▶ _Exercise brief_: Where the word "pointer" occurs in a line of the listing, please copy the line.

::::::

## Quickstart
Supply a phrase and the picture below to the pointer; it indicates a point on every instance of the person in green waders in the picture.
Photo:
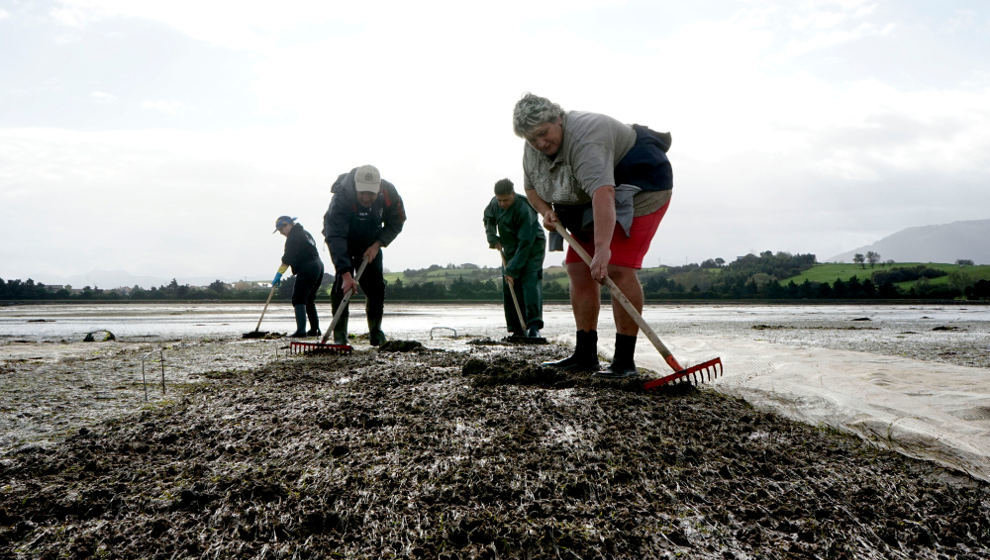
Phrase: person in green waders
(301, 254)
(513, 228)
(365, 214)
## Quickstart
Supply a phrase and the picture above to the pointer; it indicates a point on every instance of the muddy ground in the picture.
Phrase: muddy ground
(477, 454)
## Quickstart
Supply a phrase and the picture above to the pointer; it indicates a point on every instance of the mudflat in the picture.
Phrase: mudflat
(411, 452)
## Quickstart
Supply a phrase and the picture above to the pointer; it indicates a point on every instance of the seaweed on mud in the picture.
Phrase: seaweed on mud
(401, 346)
(373, 455)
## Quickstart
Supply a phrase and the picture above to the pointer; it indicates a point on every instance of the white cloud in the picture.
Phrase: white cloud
(165, 106)
(769, 151)
(103, 97)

::::::

▶ _Exercise output_:
Supply a phrase and the picture below to the pointer; it indicates a point on every instance of the person in green waders in the picture.
Supply a phrase and the picture above to the pointer; it indicates a point on every instance of the muddy ground in the picture.
Supply a phrase and the picture above to the pointer; it indicates a point on every instance of the mudflat in the picture.
Supply a phrase and the picture above to the pointer; it indicates a point on every instance of the seaweed on mud in the picture.
Supply a phrase and the picture above to the pointer; it indicates a point on every instance of the white cloud in the picture.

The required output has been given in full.